THE EXERCISE –
Copy every row below word for word.

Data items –
※ ※ ※
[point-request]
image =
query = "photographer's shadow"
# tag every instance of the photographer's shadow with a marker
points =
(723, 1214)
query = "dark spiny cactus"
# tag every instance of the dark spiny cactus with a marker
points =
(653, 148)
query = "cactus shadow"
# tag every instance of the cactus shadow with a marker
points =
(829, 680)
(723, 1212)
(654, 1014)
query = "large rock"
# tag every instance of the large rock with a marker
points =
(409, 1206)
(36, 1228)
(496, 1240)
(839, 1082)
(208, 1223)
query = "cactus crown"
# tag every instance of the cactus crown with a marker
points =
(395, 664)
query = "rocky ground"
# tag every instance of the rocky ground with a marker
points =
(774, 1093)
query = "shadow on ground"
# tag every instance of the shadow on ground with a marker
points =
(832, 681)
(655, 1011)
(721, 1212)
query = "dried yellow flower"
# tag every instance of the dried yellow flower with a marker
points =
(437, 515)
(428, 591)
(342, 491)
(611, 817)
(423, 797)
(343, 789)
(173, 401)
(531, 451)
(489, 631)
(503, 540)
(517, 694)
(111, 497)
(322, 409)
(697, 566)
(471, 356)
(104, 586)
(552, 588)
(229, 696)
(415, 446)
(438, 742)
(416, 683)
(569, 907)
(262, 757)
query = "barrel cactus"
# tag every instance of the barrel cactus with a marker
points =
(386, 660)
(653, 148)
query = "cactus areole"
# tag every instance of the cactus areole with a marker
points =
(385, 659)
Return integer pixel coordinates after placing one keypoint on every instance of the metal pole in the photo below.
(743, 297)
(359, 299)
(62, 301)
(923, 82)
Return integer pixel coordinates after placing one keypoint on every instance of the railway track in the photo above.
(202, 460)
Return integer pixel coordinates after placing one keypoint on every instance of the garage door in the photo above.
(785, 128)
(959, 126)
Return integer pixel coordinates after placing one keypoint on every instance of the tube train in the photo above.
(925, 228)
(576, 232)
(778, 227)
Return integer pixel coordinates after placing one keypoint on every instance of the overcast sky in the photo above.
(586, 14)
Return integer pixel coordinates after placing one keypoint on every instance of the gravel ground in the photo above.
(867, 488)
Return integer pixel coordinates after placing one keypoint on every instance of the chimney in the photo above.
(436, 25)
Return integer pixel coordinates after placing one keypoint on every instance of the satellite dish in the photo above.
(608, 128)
※ ※ ※
RESPONSE –
[point-request]
image =
query = "photographer's shadow"
# tag every instance of the photographer's shadow with a marker
points =
(723, 1214)
query = "dark spiny cactus"
# tag every instance of the dark spiny cactus with a marker
points =
(653, 148)
query = "cactus shadow"
# tag every instance of the cactus shadow with a marker
points =
(829, 680)
(723, 1212)
(654, 1014)
query = "large rock"
# tag every instance of the large rock with a marker
points =
(409, 1206)
(36, 1228)
(496, 1240)
(839, 1082)
(208, 1223)
query = "cactus crown"
# tag every instance of the cactus crown with a marker
points =
(395, 664)
query = "rocky ground"
# tag every instance of the rocky ground with a marker
points =
(774, 1093)
query = "shadow on ground"
# tag every instance of the shadow on ground with a marker
points =
(832, 681)
(655, 1011)
(721, 1212)
query = "dried yellow flower"
# tag every instance of the dried yellow flower with a marker
points =
(437, 515)
(428, 591)
(342, 491)
(611, 817)
(423, 797)
(343, 789)
(173, 401)
(531, 451)
(489, 631)
(503, 540)
(517, 694)
(111, 497)
(322, 409)
(697, 566)
(471, 356)
(104, 586)
(552, 588)
(229, 696)
(415, 446)
(438, 742)
(416, 683)
(569, 907)
(262, 757)
query = "barrel cactus"
# tag every instance of the barrel cactus with a marker
points =
(386, 660)
(653, 148)
query = "cactus areole"
# tag every instance of the cactus areole with a marker
points =
(385, 659)
Return integer pixel coordinates after placing one keypoint on every instance of the metal pole in the photo below.
(743, 297)
(359, 299)
(62, 301)
(923, 82)
Return integer pixel coordinates after placing one keypoint on every instance of the railway track in the photo above.
(202, 460)
Return integer pixel coordinates after placing one keypoint on every instance of the garage door in the photo above.
(785, 128)
(959, 126)
Return integer pixel coordinates after placing one keypoint on every instance of the tube train in the photo above.
(925, 228)
(576, 232)
(778, 227)
Return integer pixel coordinates after placing one keypoint on every instance of the overcast sky in the photo above.
(586, 14)
Return integer pixel coordinates after placing one keypoint on every instance of the gravel ground in the photo above.
(867, 488)
Return integer pixel coordinates after placing one keypoint on every instance of the chimney in the photo above.
(436, 25)
Return integer pixel coordinates after placing one keypoint on every instance of the satellite dish in the photo above.
(608, 128)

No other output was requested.